━━━ Data shown

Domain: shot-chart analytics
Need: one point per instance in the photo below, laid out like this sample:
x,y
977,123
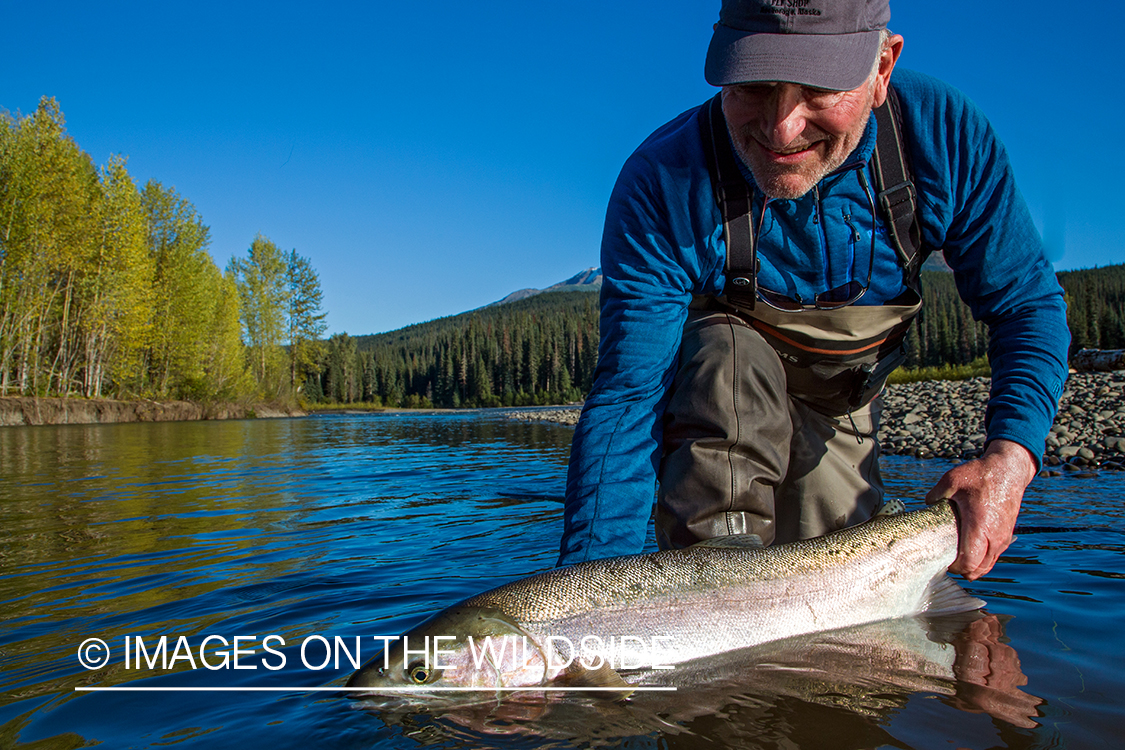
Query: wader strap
x,y
897,195
732,196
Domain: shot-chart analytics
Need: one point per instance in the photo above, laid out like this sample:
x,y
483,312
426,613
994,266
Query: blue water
x,y
360,525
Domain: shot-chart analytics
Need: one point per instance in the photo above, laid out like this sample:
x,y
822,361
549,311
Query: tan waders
x,y
772,421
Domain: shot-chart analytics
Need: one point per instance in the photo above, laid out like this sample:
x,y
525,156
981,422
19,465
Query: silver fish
x,y
594,622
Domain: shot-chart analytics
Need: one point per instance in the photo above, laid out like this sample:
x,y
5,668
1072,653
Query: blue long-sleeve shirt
x,y
663,243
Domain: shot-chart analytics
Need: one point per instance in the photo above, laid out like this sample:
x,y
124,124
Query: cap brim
x,y
839,62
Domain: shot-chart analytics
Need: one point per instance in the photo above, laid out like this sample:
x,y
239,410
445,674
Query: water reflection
x,y
795,693
363,524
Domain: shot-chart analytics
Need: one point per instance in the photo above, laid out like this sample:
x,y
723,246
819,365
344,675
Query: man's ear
x,y
887,60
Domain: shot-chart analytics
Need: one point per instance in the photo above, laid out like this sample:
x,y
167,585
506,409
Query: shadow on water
x,y
834,689
357,525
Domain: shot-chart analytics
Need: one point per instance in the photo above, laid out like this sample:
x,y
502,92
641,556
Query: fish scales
x,y
702,601
619,583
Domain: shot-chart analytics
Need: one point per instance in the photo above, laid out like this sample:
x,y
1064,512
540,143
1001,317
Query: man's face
x,y
792,136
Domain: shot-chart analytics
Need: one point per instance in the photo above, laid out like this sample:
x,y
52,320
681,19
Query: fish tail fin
x,y
944,597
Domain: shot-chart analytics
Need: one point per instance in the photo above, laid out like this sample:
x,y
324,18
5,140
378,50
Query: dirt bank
x,y
17,410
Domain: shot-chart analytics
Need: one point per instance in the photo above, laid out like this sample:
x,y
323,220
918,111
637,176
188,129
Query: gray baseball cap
x,y
828,44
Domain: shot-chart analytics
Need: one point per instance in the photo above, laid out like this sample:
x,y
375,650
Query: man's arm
x,y
973,211
987,493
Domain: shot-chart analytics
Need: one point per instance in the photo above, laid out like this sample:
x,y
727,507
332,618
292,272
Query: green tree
x,y
263,294
305,323
186,285
50,199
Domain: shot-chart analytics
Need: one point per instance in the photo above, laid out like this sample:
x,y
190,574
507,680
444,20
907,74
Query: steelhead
x,y
587,624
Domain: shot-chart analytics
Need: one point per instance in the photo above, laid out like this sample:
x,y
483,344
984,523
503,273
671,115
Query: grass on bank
x,y
978,368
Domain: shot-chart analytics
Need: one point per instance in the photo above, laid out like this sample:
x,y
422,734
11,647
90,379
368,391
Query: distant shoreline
x,y
945,418
28,410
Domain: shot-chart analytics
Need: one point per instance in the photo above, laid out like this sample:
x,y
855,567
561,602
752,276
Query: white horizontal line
x,y
375,692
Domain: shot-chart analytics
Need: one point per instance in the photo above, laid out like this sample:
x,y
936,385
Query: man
x,y
749,389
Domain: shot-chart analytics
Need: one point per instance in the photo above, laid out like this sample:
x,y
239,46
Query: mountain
x,y
588,280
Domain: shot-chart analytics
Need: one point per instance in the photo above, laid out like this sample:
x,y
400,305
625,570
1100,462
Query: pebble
x,y
946,418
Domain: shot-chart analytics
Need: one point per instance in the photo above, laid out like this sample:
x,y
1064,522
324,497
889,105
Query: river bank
x,y
945,418
17,410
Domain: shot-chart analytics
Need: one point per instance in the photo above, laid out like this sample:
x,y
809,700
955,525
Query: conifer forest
x,y
108,289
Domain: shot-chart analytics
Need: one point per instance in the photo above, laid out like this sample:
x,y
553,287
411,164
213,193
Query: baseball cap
x,y
828,44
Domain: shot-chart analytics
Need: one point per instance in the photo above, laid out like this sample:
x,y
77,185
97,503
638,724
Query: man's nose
x,y
783,115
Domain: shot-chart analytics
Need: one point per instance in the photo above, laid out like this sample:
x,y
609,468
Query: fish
x,y
862,675
593,624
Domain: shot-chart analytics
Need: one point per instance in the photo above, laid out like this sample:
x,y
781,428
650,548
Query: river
x,y
358,525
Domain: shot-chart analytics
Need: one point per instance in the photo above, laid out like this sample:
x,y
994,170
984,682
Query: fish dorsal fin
x,y
892,507
577,675
945,597
732,542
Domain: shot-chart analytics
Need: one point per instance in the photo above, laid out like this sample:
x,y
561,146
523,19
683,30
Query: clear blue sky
x,y
432,156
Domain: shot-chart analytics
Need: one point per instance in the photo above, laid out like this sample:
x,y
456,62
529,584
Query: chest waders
x,y
770,428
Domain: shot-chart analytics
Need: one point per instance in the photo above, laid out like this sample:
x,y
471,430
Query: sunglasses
x,y
833,299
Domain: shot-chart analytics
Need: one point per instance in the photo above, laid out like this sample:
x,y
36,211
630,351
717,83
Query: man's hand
x,y
987,493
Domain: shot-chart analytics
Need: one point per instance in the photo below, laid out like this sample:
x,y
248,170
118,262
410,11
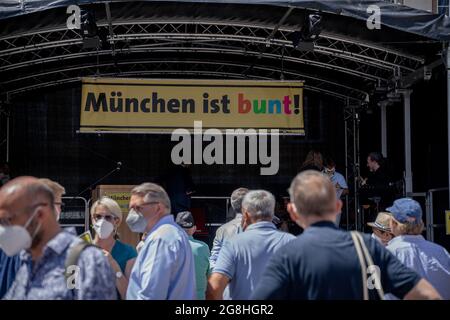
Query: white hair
x,y
260,204
152,192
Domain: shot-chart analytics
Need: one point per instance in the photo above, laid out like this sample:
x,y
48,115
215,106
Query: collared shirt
x,y
200,250
45,279
224,233
244,257
322,264
164,268
428,259
8,269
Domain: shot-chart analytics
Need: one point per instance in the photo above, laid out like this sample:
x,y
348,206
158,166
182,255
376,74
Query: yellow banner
x,y
155,106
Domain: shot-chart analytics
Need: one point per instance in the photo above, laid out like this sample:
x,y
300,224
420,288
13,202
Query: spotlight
x,y
89,30
312,27
310,31
88,24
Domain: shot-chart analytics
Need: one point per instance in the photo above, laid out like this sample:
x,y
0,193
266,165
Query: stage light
x,y
304,39
88,24
89,30
312,27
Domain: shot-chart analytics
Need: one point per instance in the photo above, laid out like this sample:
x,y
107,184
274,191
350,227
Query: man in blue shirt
x,y
428,259
164,268
338,181
8,269
28,225
200,251
229,229
323,263
243,258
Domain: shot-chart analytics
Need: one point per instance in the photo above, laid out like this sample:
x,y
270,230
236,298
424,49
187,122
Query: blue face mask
x,y
136,221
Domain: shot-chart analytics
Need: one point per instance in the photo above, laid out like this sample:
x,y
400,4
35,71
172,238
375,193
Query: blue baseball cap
x,y
406,210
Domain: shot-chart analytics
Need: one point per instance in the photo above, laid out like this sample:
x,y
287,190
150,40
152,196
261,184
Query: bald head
x,y
22,193
313,194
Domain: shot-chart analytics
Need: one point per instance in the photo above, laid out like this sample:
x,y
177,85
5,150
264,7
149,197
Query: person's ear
x,y
293,212
339,205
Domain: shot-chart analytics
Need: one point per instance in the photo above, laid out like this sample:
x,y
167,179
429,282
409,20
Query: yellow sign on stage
x,y
161,106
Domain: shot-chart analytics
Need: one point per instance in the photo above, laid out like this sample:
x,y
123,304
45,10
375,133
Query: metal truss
x,y
54,49
253,71
161,68
352,165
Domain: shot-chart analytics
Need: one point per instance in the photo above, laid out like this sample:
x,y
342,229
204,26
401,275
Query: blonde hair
x,y
313,158
110,205
312,193
409,228
57,189
152,192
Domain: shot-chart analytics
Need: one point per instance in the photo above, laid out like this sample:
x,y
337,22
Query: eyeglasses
x,y
139,208
62,205
107,217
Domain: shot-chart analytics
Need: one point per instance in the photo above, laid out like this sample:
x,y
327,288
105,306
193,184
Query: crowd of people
x,y
250,257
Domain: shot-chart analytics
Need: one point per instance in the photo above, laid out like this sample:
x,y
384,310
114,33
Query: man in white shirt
x,y
428,259
338,181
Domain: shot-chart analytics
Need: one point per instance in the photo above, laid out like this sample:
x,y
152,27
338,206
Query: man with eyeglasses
x,y
164,268
28,226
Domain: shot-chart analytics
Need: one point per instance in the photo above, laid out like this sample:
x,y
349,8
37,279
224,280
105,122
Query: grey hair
x,y
152,192
236,199
260,204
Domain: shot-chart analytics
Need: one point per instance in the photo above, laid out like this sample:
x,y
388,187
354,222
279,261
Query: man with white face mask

━━━━━━

* **What is required**:
What is needed is an exact copy of the lines from the one containing "Query: metal truss" through the final line of the data, both included, and nothing more.

* **Solution for this problem**:
Query: metal truss
x,y
54,49
253,71
161,68
352,165
Domain: shot-chart analytics
Need: one point per instance in the photo above, laid out like this sample:
x,y
342,229
204,26
401,275
Query: blonde hair
x,y
313,158
110,205
312,193
409,228
57,189
152,192
Domain: shot-chart analytics
Need: one point per instance in the photo above, laid out like this sample:
x,y
337,22
Query: eyeglasses
x,y
139,208
62,205
107,217
Domain: shot-chart analytics
Need: one point per instance in the photo above, laid out like this sample:
x,y
327,288
105,306
193,184
Query: crowd of people
x,y
250,257
Domain: shot-chart analytics
Need: one point per instance in the photo above, laid out like this sample:
x,y
384,310
114,33
Query: man in white shirt
x,y
428,259
338,181
Domain: shot-chart analytics
Need: one point per instance in the photo above, laid out like this sample:
x,y
152,27
338,206
Query: man with eyeglasses
x,y
164,268
28,226
Domain: shot-chart analytics
Need: one point per instance in the photo above, laid out like this sample:
x,y
349,8
37,279
224,280
105,122
Query: grey hair
x,y
152,192
236,199
260,204
Domain: shot-chart analytics
Need: one point per instance in the photo above, laid out like this sample:
x,y
388,187
354,222
279,261
Query: man with white face mask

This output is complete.